TASK PROMPT
Bring together all lines of the material below that contain the string "white".

THE RECORDS
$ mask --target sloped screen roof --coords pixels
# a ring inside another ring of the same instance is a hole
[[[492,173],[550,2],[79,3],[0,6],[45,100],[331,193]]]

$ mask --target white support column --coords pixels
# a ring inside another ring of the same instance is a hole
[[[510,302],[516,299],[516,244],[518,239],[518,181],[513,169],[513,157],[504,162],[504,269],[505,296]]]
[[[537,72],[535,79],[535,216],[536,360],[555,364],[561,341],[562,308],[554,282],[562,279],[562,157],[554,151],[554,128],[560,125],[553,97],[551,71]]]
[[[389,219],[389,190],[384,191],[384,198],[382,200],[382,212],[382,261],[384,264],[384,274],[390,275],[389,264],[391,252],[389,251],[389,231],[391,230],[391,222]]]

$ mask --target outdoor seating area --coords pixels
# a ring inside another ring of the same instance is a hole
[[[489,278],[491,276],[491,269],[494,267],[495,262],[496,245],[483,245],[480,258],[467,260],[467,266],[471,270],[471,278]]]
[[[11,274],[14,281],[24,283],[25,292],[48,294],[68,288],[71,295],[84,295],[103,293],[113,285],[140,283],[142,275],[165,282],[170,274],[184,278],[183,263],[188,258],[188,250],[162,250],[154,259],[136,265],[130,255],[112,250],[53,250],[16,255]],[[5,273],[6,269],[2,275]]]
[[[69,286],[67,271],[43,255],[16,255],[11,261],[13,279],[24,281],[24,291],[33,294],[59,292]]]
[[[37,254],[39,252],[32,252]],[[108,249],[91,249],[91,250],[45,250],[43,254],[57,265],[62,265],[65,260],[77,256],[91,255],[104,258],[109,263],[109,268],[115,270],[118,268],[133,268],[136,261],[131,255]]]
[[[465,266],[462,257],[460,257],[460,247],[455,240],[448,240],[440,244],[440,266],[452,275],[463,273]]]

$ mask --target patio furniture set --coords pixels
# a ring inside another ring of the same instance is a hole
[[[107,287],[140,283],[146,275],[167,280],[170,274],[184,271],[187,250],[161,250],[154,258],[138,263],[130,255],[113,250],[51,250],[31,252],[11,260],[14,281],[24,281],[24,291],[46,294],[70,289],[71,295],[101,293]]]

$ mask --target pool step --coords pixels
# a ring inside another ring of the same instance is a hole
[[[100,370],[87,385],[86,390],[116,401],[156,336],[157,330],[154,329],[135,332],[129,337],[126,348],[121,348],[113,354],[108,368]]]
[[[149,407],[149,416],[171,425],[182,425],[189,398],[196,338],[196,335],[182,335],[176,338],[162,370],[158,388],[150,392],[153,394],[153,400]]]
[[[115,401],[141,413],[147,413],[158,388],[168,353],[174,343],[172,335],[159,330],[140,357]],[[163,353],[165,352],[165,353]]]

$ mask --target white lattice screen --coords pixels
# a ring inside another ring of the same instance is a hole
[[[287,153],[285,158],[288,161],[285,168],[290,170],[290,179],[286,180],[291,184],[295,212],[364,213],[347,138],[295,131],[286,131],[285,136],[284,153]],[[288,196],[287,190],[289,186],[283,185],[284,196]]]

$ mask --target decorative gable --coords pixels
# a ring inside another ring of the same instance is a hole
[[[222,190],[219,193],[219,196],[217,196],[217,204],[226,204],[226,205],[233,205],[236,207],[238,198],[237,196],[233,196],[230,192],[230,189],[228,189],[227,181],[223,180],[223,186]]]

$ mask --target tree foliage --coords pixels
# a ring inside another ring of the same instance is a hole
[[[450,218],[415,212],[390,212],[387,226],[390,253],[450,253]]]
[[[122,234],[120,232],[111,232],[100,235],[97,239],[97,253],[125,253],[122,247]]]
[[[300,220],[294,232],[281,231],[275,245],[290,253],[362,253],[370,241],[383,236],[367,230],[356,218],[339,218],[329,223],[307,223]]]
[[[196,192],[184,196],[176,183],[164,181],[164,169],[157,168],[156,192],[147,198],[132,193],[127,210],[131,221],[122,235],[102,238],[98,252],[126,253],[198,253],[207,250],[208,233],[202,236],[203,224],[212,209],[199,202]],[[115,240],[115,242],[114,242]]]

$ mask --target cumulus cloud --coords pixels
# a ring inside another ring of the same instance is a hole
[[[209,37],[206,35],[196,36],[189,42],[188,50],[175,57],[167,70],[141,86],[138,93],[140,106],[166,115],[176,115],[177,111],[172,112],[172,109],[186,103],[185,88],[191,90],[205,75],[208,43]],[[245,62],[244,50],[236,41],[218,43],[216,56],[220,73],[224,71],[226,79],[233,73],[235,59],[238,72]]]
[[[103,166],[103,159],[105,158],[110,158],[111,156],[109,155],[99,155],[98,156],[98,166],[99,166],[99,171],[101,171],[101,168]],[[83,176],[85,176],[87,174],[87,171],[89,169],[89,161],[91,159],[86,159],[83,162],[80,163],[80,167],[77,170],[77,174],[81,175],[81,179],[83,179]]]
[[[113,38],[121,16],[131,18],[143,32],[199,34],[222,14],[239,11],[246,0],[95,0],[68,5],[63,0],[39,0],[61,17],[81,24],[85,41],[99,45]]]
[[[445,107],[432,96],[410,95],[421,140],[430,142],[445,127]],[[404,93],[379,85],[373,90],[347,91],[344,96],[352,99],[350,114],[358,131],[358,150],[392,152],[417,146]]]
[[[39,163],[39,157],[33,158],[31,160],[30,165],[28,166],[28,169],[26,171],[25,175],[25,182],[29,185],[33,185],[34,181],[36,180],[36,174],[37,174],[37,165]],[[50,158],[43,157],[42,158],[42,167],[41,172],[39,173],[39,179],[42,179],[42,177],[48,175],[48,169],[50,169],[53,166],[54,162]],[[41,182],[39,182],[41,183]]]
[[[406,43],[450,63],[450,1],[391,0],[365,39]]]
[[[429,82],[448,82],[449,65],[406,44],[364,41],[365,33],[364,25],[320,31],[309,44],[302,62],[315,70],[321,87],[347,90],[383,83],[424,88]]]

TASK RESPONSE
$ mask --target white support column --coords pixels
$ mask --target white lattice screen --coords pixels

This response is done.